Collection entries:
▬▬▬

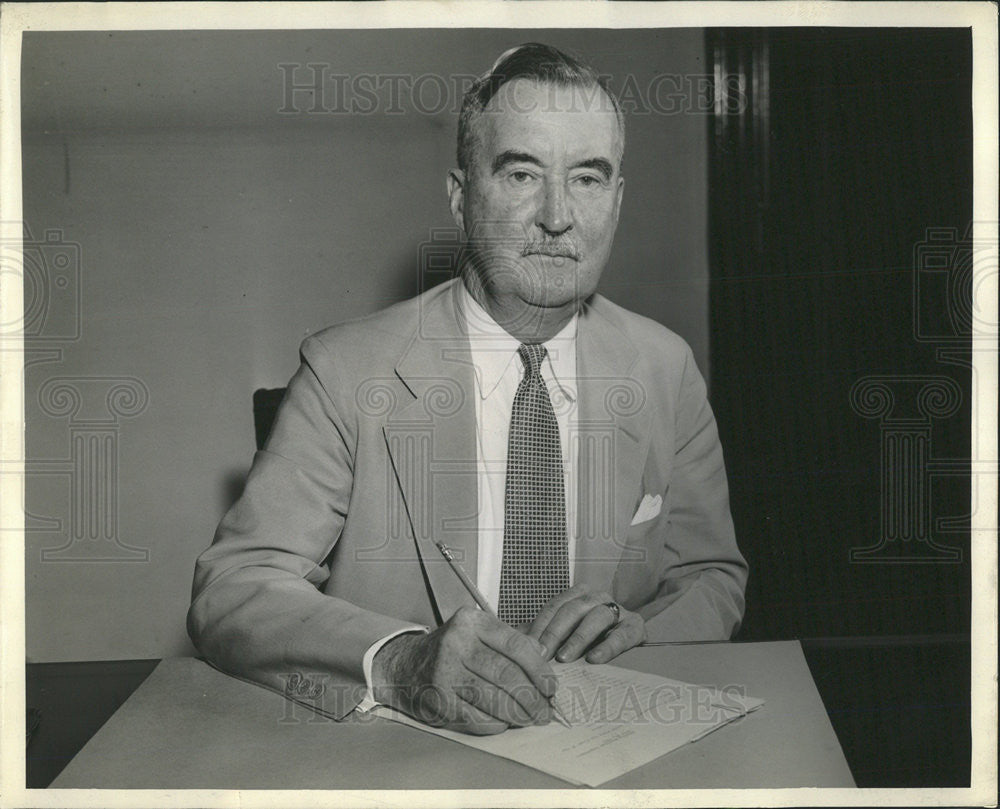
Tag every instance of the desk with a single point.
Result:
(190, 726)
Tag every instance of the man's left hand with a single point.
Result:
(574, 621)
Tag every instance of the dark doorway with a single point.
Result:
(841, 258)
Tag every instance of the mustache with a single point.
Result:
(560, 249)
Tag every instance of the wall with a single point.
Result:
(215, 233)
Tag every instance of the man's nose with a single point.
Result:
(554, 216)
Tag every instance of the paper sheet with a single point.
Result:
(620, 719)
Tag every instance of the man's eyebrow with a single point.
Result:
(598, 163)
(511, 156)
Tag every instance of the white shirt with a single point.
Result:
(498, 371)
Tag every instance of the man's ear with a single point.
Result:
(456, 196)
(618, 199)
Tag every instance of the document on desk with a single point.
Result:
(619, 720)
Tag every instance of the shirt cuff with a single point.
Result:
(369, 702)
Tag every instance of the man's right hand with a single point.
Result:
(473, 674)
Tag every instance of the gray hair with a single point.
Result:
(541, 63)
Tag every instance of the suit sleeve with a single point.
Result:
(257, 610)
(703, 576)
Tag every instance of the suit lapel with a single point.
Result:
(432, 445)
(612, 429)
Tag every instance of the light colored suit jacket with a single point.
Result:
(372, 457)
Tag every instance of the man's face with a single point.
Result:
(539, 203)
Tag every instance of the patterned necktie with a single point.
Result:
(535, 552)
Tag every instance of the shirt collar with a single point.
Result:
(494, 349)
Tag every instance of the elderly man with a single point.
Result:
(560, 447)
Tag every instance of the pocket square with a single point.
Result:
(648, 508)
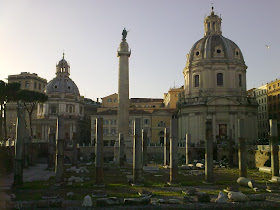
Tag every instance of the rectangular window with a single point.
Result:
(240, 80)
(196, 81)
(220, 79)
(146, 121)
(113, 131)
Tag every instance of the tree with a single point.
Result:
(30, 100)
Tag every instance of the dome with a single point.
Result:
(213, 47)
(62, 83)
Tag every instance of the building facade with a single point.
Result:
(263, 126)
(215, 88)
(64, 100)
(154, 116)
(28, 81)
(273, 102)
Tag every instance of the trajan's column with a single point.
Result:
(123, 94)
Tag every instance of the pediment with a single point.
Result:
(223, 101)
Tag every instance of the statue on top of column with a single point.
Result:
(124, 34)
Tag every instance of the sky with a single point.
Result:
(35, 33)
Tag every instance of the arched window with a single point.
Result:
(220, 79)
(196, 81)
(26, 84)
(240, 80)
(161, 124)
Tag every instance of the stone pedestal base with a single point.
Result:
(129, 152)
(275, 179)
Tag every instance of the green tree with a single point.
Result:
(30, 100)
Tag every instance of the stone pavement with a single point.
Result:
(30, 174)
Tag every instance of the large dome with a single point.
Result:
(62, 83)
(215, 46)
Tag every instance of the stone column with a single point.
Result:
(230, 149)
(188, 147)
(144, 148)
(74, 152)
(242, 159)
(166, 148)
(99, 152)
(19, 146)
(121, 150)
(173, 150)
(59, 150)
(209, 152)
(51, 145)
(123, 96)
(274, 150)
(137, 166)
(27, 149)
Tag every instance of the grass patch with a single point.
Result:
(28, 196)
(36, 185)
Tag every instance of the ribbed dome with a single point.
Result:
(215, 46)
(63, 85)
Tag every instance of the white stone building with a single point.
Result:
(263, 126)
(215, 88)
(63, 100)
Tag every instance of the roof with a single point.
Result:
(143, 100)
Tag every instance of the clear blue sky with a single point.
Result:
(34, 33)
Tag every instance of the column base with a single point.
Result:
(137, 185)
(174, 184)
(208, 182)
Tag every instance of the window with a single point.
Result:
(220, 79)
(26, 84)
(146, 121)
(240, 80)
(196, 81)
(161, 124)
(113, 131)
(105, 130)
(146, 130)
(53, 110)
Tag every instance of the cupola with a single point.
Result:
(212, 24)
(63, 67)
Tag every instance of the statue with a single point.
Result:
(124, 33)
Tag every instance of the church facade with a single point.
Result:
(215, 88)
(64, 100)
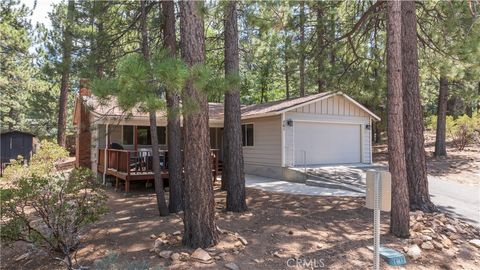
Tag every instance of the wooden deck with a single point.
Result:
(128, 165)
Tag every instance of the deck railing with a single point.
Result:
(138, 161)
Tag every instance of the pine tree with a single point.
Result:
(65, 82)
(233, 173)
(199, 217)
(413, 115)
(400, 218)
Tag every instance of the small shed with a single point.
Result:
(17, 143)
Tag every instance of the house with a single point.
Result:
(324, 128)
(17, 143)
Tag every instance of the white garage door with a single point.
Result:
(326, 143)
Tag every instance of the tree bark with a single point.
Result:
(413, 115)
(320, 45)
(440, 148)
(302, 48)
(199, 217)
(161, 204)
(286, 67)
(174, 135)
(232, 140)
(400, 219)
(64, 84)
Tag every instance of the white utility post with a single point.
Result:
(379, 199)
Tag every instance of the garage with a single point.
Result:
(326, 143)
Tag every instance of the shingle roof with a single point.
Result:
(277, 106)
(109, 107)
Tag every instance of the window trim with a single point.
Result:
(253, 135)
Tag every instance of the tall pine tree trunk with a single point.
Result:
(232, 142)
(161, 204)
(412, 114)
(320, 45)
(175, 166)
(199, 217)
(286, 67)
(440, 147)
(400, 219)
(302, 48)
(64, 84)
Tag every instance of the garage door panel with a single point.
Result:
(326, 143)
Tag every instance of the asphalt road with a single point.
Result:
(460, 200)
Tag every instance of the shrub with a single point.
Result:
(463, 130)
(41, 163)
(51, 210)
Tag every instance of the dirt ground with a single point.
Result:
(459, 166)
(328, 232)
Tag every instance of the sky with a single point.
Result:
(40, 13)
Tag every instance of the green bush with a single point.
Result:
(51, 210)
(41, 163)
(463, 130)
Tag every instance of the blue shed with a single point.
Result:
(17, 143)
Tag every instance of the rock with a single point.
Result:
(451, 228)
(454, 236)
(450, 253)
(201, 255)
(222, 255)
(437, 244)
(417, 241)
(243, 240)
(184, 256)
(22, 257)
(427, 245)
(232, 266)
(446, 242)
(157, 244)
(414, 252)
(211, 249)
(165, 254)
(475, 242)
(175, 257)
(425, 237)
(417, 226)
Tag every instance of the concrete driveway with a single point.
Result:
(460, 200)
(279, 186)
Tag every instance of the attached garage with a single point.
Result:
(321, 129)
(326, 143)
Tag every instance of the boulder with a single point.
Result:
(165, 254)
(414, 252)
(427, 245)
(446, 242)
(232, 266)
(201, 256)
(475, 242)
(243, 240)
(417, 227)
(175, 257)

▬▬▬

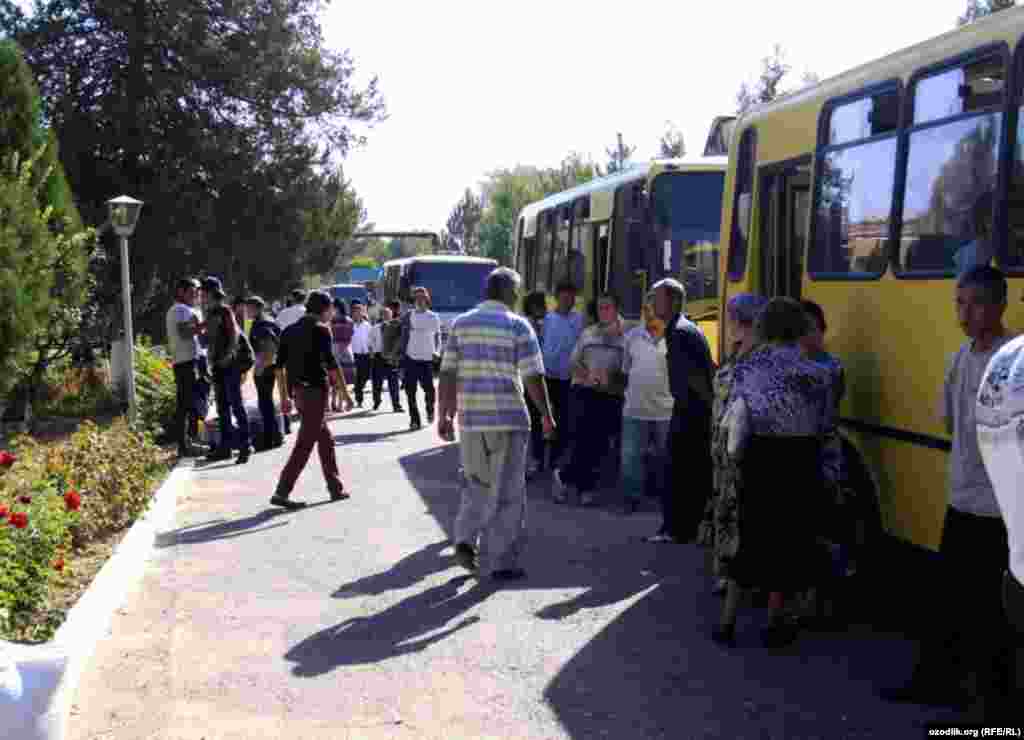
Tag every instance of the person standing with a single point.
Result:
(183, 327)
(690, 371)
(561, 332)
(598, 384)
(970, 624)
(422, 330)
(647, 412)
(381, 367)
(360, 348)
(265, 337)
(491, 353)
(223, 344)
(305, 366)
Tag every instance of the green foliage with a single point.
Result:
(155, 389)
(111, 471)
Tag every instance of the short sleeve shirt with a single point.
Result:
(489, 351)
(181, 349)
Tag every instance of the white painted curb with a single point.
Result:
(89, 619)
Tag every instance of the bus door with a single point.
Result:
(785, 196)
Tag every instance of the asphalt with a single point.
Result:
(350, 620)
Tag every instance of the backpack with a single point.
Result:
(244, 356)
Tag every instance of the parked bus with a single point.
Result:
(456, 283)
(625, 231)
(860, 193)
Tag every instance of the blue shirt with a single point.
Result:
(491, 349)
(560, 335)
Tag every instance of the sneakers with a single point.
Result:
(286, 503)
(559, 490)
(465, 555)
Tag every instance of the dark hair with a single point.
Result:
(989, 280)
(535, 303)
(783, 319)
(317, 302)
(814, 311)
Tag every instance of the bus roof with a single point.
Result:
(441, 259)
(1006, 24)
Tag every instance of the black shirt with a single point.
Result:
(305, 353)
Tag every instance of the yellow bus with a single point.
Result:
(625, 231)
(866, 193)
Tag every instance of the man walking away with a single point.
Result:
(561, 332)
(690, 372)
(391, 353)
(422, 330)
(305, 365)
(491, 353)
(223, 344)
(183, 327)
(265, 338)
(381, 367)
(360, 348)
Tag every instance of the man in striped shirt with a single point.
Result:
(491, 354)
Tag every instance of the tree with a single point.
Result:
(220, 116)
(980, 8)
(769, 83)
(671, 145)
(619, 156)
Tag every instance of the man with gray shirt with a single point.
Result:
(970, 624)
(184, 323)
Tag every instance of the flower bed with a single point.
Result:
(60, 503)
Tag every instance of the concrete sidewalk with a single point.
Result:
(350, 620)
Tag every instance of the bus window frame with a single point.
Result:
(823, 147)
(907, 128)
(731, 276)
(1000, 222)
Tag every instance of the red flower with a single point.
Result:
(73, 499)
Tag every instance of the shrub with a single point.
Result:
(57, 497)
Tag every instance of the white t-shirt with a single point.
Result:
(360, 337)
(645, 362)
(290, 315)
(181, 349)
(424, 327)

▬▬▬

▶ Exercise requirements:
State how many lines of the entries contain the word "flower". Give only the number.

▶ Solution:
2